■ PROBLEM STATEMENT
Set down exactly the lines running from the line with "Practice step: find the layered" to the end of the listing below, both ends included.

■ ENTRIES
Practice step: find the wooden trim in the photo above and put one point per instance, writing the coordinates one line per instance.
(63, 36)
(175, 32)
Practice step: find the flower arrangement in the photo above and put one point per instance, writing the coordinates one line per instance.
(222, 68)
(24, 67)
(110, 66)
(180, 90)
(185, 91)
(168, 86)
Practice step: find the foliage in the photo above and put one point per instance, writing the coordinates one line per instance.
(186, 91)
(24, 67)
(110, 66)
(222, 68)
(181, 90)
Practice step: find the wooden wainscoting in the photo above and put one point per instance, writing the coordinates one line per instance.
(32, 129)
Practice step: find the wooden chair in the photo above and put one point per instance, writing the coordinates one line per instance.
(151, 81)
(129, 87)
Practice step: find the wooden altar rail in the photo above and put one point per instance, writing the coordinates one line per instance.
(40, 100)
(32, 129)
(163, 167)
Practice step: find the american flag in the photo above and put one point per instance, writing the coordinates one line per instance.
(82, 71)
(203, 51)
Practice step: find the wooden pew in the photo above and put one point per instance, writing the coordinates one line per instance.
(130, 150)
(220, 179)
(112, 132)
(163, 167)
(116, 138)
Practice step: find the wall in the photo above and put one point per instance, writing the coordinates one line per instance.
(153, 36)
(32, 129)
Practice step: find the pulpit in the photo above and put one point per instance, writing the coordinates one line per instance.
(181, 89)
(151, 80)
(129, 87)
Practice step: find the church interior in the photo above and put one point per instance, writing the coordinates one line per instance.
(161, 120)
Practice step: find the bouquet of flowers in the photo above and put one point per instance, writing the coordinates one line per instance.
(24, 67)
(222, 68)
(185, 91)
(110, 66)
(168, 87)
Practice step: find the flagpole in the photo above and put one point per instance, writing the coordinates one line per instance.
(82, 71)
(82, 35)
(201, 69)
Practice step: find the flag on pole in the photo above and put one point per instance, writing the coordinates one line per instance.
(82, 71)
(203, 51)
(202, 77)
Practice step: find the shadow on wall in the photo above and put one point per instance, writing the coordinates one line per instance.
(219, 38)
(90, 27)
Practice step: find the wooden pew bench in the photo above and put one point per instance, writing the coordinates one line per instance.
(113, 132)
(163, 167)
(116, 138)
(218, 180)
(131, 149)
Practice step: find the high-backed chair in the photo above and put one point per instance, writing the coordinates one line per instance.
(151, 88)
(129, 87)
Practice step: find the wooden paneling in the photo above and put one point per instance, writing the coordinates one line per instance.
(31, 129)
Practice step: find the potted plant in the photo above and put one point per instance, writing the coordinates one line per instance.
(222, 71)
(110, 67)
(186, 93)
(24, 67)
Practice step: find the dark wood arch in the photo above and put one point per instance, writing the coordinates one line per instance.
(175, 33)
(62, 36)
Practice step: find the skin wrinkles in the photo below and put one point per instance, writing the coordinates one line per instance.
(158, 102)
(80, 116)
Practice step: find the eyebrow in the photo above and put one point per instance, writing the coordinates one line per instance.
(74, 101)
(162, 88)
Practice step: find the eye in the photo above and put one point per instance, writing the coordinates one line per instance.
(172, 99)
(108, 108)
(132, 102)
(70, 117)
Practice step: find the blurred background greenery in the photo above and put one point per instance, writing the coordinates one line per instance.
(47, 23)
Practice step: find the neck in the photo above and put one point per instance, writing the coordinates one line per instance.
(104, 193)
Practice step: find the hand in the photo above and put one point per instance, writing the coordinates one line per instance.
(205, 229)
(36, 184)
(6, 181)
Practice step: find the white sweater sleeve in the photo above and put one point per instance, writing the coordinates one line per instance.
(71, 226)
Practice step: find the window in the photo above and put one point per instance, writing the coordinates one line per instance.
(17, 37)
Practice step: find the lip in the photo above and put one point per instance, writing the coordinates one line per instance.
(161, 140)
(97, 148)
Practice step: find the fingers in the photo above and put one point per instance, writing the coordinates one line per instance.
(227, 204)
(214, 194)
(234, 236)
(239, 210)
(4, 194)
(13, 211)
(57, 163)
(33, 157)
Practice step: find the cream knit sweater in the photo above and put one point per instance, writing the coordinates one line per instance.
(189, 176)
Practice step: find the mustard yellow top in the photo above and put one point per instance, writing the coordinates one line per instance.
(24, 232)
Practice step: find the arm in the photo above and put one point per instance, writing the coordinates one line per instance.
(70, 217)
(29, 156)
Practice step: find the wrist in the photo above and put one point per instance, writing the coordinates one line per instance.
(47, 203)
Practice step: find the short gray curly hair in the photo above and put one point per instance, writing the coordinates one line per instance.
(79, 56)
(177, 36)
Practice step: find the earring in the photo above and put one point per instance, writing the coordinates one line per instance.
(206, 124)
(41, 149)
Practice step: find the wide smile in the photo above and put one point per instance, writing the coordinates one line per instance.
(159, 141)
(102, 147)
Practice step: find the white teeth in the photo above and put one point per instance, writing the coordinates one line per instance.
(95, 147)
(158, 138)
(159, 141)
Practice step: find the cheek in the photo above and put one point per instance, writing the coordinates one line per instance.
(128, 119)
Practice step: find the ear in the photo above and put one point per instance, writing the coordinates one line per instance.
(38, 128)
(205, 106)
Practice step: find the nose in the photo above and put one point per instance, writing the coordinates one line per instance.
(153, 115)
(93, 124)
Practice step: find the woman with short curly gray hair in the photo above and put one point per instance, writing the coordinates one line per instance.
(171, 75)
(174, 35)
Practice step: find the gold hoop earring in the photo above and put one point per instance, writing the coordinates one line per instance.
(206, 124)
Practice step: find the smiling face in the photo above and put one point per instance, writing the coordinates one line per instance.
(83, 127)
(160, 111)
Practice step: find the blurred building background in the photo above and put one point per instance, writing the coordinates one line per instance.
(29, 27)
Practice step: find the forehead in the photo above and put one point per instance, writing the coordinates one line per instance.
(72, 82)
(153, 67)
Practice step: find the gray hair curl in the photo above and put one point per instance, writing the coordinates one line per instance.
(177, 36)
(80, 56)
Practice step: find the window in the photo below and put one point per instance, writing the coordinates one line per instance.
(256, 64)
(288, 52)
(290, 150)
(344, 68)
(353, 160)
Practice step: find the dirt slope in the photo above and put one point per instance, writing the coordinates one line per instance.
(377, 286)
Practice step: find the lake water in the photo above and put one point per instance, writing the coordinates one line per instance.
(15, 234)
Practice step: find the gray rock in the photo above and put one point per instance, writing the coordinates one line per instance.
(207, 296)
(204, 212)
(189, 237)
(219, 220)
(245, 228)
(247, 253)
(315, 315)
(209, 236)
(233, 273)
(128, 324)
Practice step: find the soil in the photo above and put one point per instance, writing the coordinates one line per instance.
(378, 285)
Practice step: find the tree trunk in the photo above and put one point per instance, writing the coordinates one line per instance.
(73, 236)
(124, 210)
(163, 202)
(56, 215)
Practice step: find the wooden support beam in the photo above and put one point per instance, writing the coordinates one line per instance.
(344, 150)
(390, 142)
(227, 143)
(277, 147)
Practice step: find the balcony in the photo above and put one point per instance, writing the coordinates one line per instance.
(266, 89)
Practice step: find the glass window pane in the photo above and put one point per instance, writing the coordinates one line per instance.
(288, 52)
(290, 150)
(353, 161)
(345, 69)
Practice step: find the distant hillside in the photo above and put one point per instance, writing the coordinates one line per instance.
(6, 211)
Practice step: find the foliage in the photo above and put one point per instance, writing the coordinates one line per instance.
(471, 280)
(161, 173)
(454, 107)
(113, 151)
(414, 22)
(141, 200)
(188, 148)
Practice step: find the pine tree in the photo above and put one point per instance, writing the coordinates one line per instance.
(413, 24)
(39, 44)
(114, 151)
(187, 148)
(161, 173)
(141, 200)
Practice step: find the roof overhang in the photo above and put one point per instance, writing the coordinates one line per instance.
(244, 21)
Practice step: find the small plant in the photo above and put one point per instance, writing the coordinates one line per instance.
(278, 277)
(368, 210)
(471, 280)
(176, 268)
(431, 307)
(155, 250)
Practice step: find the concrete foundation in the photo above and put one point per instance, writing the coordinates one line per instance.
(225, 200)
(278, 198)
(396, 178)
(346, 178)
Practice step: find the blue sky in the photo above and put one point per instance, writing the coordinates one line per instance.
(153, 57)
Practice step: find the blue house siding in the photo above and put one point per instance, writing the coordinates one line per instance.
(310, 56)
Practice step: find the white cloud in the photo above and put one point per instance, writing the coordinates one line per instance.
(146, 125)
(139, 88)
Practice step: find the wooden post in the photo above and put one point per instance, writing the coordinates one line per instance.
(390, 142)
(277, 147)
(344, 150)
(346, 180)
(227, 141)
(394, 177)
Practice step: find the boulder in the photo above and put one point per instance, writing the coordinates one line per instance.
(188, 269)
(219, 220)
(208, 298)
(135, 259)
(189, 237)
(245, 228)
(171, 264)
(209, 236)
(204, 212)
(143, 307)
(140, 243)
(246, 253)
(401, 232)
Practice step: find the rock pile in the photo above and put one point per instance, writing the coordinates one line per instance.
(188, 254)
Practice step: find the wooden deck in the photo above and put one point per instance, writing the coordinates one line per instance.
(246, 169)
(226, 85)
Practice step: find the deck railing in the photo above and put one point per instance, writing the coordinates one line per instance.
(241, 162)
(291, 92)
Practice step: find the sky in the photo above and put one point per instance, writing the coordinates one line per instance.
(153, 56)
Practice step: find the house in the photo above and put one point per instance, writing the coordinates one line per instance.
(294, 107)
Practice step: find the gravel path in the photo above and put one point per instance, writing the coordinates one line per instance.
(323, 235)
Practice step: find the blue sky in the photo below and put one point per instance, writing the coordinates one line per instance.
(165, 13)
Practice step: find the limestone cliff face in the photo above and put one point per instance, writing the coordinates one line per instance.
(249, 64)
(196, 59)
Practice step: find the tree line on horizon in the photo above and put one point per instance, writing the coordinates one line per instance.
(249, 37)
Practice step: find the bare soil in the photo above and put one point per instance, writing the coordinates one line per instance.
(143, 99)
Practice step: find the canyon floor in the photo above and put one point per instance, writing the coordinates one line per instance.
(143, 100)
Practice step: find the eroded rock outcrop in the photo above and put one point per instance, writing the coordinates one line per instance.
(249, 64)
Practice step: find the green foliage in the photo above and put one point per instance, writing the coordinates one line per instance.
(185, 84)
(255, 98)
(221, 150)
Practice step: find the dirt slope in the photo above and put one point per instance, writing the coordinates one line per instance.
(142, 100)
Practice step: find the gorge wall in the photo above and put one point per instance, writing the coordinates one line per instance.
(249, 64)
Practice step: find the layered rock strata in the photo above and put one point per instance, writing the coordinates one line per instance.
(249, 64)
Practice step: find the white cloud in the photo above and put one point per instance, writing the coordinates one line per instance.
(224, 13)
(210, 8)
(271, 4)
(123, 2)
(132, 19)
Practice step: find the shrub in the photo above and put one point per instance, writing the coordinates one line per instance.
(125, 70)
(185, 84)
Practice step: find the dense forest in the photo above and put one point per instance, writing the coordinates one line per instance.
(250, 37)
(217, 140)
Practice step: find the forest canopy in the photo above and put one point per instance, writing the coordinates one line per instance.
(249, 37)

■ RESULT OF THE TASK
Practice step: find the layered rock strata in the photo above and put one point per instance, writing the coordinates one line per instance.
(249, 64)
Practice step: find the white cloud in the photo above and put one point per instance, writing the coordinates one line per instance.
(224, 13)
(210, 8)
(271, 4)
(123, 2)
(132, 19)
Practice step: find the shrub in the photo above and put one point per instance, writing the coordinates one line per instance.
(125, 70)
(185, 84)
Practice step: find the dense forest in the photo above and put one point per instance, writing the coordinates one line per instance.
(250, 37)
(217, 140)
Practice step: find the forest canopy in the photo above and put one point per instance, writing the coordinates one line per instance.
(249, 37)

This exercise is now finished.